Start of PAGE EXTRACT

Skeptophilia (skep-to-fil-i-a) (n.) - the love of logical thought, skepticism, and thinking critically. Being an exploration of the applications of skeptical thinking to the world at large, with periodic excursions into linguistics, music, politics, cryptozoology, and why people keep seeing the face of Jesus on grilled cheese sandwiches.

Thursday, October 20, 2016

Rigged thinking

Skepticism often requires maneuvering your way through equal and opposite pitfalls.  As I frequently say to my classes, gullibility and cynicism are both signs of mental laziness -- it is as much of a cognitive error to disbelieve everything you hear as it is to believe everything.

The same is true of reliance on authority.  It certainly is inadvisable to believe without question anything an authority says (or believe it simply because (s)he is an authority); but dismissing everything is also pretty ridiculous.  Stephen Hawking, for example, is a world-renowned authority on physics.  If I refused to believe what he has to say on (for example) black holes I would be foolish -- and very likely wrong.

So categorical thinking tends to get us into trouble.  It's an excuse to avoid the hard work of research and analysis.  It is also, unfortunately, extremely common.

Which brings us to "everything the government tells you is a lie."

Distrust of the government is in vogue these days.  "The government says..." is a fine way to start a sentence that you're expecting everyone to scoff at, especially if the piece of the government in question belongs to a different political party than you do.  That spokespeople for the government have lied on occasion -- that they have, sometimes, engaged in disinformation campaigns -- is hardly at issue.  But to decide that everything a government agency does or says is deliberately dishonest is sloppy thinking, not to mention simply untrue.

It also has another nasty side effect, though, which is to convince people that they are powerless.  If the Big Evil Government is going to do whatever they damn well please regardless of what voters want, it leads people to believe that they're being bamboozled every time they vote.  And powerless, angry, frustrated people tend to do stupid, violent things.

Which is why the whole "the election is rigged" bullshit that Donald Trump is trumpeting every chance he gets is so dangerous.  For fuck's sake, the election hasn't even happened yet; one very much gets the impression that this reaction is much like a toddler's temper tantrum when he doesn't get the piece of candy he wants.  Trump can't conceive of the fact that he could compete for something he wants and lose fair and square; so if he loses (and it very much looks like he's going to), the election must be rife with fraud.

Scariest of all was his suggestion in last night's presidential debate that he might not concede the election if Clinton wins.  As CNN senior political analyst David Gergen put it:
More importantly, many in the press, as well as others (I am among them) were horrified that Trump refused to say he would accept the verdict of voters on November 8.  No other candidate has ever taken the outrageous position that "if I win, that's legitimate but if I lose, the system must be rigged."  It is bad enough that Trump puts himself before party; now he is putting self before country.
[image courtesy of the Wikimedia Commons]

In fact, actual voter fraud in the United States is so rare as to be insignificant with respect to the outcome of elections.  A comprehensive study by Justin Levitt, a constitutional law scholar and professor of law at Loyola University, found 31 cases of credible voter fraud out of one billion ballots cast in the past sixteen years.  A separate study by Lorraine Minnite, professor of political science at Rutgers, came to the same conclusion.  Further, she found that irregularities in elections were almost always due to innocent human error rather than a deliberate attempt to throw the election.  Here are four examples Minnite cites:
  • In the contested 2004 Washington state gubernatorial election, a Superior Court judge ruled invalid just 25 ballots, constituting 0.0009 percent of the 2,812,675 cast. Many were absentee ballots mailed as double votes or in the names of deceased people, but the judge did not find all were fraudulently cast. When King County prosecutors charged seven defendants, the lawyer for one 83-year old woman said his client “simply did not know what to do with the absentee ballot after her husband of 63 years, Earl, passed away” just before the election, so she signed his name and mailed the ballot.

End of PAGE EXTRACT
Start of STORED DATA

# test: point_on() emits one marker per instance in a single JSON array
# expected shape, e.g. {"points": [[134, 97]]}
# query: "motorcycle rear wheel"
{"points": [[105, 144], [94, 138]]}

End of STORED DATA

WRITTEN REQUEST: According to the blog post on election-rigging claims, how many cases of credible voter fraud did Justin Levitt's study find?

ANSWER TO THIS EXERCISE: It found 31 cases out of one billion ballots cast in the past sixteen years.